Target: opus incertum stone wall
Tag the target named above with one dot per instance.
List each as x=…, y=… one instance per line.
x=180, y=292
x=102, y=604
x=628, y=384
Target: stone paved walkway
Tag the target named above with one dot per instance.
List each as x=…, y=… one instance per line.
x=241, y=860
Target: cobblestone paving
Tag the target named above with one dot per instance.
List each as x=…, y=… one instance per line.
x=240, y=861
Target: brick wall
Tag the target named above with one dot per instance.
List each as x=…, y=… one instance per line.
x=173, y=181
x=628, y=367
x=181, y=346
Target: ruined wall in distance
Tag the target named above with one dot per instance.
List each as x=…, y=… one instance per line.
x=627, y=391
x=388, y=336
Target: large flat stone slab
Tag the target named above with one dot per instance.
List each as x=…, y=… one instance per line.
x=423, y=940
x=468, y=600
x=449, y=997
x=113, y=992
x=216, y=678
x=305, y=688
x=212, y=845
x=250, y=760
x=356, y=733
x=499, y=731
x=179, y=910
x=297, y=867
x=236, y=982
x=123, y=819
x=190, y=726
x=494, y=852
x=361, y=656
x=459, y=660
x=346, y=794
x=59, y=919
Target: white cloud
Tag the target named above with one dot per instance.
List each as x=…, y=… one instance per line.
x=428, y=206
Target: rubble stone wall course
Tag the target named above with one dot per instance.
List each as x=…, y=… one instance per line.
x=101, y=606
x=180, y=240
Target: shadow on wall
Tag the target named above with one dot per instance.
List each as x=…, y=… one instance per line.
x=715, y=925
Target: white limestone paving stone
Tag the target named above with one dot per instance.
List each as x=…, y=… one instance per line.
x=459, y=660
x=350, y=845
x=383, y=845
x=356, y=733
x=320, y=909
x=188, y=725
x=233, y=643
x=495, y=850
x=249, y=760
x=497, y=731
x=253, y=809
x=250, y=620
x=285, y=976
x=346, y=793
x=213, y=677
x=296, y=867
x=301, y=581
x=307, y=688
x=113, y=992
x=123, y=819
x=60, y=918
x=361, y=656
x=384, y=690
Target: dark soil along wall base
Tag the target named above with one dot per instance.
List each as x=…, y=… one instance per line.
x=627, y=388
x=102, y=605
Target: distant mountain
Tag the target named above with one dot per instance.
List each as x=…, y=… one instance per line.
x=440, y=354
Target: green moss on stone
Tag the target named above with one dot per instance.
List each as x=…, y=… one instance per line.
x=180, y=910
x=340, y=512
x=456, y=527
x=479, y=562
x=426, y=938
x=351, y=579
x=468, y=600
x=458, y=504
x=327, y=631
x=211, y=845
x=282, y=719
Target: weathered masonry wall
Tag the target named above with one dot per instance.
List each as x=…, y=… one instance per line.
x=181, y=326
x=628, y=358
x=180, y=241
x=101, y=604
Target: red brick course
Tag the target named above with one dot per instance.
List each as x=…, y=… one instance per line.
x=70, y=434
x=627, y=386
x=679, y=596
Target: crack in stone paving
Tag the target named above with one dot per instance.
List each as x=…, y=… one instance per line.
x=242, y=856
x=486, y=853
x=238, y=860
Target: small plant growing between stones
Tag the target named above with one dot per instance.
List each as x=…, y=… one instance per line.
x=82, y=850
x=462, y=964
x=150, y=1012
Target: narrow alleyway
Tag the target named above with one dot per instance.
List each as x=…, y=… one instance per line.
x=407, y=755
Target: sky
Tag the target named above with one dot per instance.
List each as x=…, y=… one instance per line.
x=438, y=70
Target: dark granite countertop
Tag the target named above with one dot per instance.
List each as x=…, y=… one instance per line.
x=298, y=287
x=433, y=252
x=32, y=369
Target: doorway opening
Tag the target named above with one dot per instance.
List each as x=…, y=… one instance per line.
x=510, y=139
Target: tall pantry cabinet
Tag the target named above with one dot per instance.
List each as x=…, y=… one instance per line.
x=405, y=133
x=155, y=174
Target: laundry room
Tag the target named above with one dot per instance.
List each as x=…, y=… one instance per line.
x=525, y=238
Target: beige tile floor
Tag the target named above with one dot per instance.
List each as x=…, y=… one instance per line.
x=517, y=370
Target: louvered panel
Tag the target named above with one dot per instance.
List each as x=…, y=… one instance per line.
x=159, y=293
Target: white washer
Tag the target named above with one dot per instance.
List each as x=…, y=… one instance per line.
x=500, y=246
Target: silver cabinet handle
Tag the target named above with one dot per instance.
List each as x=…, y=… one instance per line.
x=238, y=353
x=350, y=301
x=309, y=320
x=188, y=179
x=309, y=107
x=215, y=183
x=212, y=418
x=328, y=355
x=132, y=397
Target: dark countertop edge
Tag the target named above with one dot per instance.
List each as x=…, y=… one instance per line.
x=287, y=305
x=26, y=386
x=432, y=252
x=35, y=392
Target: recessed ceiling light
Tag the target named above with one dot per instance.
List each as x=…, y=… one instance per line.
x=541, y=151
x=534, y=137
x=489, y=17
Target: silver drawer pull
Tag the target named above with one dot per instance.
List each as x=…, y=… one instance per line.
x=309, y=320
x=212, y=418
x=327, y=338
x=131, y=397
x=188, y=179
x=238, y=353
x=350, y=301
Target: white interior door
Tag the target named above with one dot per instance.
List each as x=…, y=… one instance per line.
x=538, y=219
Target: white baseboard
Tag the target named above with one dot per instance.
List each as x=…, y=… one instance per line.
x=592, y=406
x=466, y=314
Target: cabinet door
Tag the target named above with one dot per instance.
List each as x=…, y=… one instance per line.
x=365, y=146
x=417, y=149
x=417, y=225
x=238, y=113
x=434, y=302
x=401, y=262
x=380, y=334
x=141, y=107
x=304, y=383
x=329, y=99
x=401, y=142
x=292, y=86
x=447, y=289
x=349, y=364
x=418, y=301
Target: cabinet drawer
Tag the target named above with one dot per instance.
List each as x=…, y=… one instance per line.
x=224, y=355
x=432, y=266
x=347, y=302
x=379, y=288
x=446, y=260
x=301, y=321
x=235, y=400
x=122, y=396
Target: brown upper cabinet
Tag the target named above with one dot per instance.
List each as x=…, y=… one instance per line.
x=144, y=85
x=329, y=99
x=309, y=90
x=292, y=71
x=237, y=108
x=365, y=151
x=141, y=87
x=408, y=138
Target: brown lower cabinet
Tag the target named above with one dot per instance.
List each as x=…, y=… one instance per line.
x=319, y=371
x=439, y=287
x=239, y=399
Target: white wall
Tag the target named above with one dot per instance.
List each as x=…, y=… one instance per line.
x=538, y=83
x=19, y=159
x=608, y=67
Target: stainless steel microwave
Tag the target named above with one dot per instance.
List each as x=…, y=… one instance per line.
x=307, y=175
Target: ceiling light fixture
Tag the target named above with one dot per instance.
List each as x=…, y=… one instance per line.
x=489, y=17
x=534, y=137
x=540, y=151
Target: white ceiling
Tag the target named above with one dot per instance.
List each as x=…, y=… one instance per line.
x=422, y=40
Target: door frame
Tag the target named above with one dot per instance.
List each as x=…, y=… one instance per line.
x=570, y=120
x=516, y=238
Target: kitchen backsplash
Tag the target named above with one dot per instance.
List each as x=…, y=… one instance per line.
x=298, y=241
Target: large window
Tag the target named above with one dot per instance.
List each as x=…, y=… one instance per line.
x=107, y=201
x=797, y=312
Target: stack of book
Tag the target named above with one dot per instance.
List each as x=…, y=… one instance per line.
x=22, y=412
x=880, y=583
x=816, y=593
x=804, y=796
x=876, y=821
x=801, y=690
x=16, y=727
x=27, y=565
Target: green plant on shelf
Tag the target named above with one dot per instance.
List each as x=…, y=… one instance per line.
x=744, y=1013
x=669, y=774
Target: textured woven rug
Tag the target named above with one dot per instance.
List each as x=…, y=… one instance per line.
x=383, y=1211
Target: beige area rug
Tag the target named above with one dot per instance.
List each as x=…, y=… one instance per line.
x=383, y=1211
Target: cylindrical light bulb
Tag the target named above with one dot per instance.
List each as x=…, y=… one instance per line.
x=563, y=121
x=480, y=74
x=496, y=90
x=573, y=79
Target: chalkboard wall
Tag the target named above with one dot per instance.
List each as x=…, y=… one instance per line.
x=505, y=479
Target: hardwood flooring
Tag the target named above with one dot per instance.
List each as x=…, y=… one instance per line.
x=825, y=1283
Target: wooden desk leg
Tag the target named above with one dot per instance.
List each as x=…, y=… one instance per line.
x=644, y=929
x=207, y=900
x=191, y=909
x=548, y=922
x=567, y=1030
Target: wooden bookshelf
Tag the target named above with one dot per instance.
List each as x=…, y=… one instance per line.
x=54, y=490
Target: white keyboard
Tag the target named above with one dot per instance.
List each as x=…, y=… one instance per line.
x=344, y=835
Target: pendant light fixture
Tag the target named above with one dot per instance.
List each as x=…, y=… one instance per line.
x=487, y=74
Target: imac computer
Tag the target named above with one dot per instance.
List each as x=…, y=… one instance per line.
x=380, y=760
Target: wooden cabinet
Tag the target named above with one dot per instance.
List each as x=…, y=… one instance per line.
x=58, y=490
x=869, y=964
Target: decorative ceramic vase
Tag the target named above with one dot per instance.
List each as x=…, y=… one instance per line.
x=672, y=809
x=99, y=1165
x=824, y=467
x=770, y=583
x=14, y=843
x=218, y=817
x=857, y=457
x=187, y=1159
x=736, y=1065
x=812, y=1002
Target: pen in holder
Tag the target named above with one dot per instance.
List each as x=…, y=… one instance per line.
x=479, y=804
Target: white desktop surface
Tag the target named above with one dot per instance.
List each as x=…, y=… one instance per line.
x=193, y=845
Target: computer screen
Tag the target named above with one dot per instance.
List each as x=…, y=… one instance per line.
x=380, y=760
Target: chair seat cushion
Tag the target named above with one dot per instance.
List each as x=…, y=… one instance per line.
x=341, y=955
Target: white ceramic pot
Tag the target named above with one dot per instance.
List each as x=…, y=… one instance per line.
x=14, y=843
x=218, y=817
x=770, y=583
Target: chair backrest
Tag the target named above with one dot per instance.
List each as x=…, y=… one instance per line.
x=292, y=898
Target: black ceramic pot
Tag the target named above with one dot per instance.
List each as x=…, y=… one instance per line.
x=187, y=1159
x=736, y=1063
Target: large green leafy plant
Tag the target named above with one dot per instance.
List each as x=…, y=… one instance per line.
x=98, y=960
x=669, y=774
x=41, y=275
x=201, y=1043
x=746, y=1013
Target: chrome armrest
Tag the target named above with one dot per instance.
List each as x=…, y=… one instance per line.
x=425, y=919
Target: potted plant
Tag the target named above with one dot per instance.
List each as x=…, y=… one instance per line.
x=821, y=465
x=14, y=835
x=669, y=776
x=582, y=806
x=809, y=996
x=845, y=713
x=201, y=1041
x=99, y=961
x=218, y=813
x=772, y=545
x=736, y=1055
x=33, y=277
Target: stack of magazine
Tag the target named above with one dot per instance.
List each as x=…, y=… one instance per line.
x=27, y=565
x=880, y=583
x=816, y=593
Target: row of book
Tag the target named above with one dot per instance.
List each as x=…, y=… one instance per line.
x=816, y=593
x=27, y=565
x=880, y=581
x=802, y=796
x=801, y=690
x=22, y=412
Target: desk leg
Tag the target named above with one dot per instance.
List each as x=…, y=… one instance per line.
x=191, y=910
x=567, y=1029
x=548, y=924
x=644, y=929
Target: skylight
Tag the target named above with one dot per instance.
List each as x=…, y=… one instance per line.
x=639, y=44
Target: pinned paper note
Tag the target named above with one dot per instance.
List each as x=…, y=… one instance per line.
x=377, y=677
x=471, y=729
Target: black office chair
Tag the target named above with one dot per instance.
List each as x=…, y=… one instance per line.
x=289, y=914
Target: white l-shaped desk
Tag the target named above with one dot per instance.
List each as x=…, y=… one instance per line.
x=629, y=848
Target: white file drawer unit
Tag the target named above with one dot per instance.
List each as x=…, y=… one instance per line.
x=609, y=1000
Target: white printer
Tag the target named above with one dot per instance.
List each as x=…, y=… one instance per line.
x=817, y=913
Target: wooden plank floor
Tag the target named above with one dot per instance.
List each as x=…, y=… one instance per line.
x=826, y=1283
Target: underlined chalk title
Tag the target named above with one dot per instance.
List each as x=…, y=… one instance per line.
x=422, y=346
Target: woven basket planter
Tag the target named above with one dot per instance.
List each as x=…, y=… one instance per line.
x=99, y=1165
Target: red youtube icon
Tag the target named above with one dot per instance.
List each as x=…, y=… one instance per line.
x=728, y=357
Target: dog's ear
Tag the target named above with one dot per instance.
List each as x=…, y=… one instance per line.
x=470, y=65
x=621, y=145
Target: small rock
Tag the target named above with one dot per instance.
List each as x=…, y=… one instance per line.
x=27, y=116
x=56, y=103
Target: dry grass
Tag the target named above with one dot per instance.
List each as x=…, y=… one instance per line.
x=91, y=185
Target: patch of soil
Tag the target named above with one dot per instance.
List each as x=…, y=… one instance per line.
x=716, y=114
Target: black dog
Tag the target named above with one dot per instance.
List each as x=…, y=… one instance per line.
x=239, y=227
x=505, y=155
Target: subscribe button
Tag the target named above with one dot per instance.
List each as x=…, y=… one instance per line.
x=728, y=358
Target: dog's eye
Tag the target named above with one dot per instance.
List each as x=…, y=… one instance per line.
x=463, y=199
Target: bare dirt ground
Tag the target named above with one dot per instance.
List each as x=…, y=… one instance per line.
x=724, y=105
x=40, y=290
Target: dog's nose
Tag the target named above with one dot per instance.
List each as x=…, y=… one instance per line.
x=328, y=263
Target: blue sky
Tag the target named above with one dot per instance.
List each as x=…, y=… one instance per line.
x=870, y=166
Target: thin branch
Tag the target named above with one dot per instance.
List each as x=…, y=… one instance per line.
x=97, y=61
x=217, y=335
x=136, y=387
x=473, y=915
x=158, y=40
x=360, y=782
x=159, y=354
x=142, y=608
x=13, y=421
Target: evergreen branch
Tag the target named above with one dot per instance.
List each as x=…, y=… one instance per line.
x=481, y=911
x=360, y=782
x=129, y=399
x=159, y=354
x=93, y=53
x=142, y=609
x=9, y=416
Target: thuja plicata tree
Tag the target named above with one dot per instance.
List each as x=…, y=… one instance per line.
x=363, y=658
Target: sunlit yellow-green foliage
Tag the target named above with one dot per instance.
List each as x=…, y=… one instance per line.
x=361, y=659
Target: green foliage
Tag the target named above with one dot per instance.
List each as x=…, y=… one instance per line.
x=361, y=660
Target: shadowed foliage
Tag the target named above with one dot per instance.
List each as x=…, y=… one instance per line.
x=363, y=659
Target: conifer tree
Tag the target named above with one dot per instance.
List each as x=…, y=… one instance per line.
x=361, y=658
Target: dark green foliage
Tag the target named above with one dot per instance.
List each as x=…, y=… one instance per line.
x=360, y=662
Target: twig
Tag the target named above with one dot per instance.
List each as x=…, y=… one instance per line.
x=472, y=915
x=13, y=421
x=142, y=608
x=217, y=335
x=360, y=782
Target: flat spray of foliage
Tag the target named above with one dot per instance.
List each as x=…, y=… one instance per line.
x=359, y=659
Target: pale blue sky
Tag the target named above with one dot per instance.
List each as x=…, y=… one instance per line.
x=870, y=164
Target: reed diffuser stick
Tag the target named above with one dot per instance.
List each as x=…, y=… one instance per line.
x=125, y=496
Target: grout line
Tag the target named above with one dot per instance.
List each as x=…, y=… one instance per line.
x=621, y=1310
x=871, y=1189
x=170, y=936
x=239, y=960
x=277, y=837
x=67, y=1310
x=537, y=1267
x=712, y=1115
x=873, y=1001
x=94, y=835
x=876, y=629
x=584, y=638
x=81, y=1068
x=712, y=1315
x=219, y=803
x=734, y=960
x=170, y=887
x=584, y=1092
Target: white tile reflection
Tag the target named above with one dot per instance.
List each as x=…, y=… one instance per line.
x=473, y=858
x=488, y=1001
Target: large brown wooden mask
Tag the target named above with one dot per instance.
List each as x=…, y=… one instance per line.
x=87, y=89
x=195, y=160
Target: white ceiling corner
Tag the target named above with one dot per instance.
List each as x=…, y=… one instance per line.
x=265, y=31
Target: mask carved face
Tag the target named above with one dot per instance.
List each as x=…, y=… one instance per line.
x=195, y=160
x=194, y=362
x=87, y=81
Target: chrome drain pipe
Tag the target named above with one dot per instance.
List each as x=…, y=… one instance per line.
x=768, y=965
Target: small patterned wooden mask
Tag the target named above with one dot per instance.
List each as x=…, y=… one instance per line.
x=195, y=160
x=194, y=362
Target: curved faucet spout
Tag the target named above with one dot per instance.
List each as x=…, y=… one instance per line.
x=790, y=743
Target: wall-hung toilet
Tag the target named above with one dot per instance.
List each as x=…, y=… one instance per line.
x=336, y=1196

___

__Given instruction__
Please copy the entries above word for word, from the line containing "Target: beige area rug" up to and including the line containing "x=812, y=1002".

__Answer below__
Target: beige area rug
Tag the target named above with one dot per instance.
List each as x=…, y=… one instance per line.
x=383, y=1211
Target: cylindrical light bulb
Tag the target named above with one dot per instance.
List each as x=…, y=… one instance per line.
x=563, y=121
x=480, y=74
x=496, y=90
x=573, y=79
Target: chalkboard wall
Tag the target named above with one dot per instance.
List each as x=…, y=… one instance per line.
x=505, y=479
Target: hardwood flooring
Tag the target named above with one dot per instance.
List each as x=…, y=… one instance per line.
x=825, y=1283
Target: wooden desk leg
Tag the target named above with one dot per instance.
List each as x=…, y=… one instance per line.
x=644, y=929
x=207, y=900
x=191, y=909
x=548, y=922
x=567, y=1030
Target: wooden bookshelf
Tag the target named above with one dot per instance.
List each as x=…, y=… one instance per line.
x=54, y=490
Target: white keyboard
Tag the target named above with one dot per instance.
List each as x=…, y=… one instance per line.
x=344, y=835
Target: pendant light fixture
Tag the target named above with one dot per instance.
List each as x=…, y=… one instance per line.
x=487, y=74
Target: imac computer
Tag the target named above with one dot per instance.
List each as x=…, y=… one instance per line.
x=380, y=760
Target: wooden cabinet
Tag the target named above with one dot per instance.
List each as x=…, y=… one instance per line.
x=58, y=490
x=869, y=964
Target: decorative ceramic vase
Tag the target named above with one dot per instance.
List each as x=…, y=… one instance per line.
x=672, y=809
x=99, y=1165
x=824, y=467
x=770, y=583
x=14, y=843
x=218, y=817
x=857, y=457
x=187, y=1159
x=736, y=1065
x=812, y=1002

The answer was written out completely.